START

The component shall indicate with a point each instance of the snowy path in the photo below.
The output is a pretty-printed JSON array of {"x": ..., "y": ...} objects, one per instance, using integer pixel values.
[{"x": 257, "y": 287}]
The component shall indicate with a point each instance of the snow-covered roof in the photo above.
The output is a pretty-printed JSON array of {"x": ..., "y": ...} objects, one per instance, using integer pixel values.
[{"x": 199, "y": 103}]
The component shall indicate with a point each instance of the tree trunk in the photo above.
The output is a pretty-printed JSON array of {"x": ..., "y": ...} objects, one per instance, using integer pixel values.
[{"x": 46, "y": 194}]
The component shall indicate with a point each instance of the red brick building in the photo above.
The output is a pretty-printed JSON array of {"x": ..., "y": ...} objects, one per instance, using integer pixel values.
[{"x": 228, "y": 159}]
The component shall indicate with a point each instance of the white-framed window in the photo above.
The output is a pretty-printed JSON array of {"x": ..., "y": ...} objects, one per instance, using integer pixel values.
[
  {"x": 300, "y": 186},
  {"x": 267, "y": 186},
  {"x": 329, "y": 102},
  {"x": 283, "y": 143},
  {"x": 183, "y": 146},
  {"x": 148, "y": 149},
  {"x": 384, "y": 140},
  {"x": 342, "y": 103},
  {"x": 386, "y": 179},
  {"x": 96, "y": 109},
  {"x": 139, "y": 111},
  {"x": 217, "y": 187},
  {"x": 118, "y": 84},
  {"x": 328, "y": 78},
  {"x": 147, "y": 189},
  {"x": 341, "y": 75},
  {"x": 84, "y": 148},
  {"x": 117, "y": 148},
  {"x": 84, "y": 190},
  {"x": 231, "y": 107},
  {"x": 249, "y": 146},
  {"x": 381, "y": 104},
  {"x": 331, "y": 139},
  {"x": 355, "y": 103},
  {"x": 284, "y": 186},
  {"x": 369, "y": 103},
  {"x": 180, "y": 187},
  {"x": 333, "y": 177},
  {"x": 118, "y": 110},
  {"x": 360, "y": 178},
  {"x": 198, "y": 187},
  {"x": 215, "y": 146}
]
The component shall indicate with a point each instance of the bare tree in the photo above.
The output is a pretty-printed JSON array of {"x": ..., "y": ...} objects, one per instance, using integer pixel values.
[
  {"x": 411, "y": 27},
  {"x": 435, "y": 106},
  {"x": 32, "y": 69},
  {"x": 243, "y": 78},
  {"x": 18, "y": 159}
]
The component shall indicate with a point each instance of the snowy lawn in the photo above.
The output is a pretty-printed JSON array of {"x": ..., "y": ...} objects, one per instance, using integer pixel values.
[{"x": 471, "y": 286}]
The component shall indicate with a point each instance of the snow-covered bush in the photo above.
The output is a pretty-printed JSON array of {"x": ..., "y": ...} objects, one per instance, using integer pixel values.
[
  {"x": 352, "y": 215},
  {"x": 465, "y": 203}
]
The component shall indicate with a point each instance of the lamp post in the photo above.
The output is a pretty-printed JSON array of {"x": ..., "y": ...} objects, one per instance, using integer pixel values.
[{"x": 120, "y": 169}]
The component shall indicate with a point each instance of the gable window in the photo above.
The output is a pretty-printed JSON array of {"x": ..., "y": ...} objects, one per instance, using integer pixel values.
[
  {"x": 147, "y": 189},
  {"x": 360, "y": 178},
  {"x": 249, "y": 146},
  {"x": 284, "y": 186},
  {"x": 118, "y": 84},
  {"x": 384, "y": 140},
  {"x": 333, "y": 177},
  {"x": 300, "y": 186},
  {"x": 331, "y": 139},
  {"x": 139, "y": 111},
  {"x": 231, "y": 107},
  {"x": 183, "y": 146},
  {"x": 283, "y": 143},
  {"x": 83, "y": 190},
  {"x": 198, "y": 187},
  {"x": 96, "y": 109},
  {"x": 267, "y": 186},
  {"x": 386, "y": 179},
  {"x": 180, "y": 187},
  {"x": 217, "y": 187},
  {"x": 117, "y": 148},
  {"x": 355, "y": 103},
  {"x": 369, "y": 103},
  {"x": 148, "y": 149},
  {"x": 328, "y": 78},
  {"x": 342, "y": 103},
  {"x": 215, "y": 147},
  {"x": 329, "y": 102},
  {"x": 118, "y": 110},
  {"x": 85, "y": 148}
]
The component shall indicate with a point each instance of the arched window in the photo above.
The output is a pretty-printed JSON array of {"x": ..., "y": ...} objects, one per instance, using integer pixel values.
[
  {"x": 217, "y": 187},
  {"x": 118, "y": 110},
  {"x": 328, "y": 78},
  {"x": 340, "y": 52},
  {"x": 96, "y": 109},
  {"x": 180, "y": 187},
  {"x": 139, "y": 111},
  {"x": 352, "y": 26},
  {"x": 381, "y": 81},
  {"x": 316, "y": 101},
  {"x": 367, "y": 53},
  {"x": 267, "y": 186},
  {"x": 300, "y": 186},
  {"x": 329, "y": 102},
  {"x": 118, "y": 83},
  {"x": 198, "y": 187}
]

END

TASK BRIEF ▸
Take the line in which "arched window in the photo above." occurs and each subsequent line through the end; give these lines again without alteration.

SOLUTION ▸
The component shall indicate with a point each instance of the arched window in the photo above.
The output is a pretty-printed JSON array of {"x": ..., "y": ...} objects, one per instance, using integer pixel values.
[
  {"x": 217, "y": 187},
  {"x": 118, "y": 110},
  {"x": 328, "y": 78},
  {"x": 340, "y": 52},
  {"x": 96, "y": 109},
  {"x": 180, "y": 187},
  {"x": 139, "y": 111},
  {"x": 352, "y": 26},
  {"x": 381, "y": 81},
  {"x": 316, "y": 101},
  {"x": 367, "y": 53},
  {"x": 267, "y": 186},
  {"x": 300, "y": 186},
  {"x": 329, "y": 102},
  {"x": 118, "y": 83},
  {"x": 198, "y": 187}
]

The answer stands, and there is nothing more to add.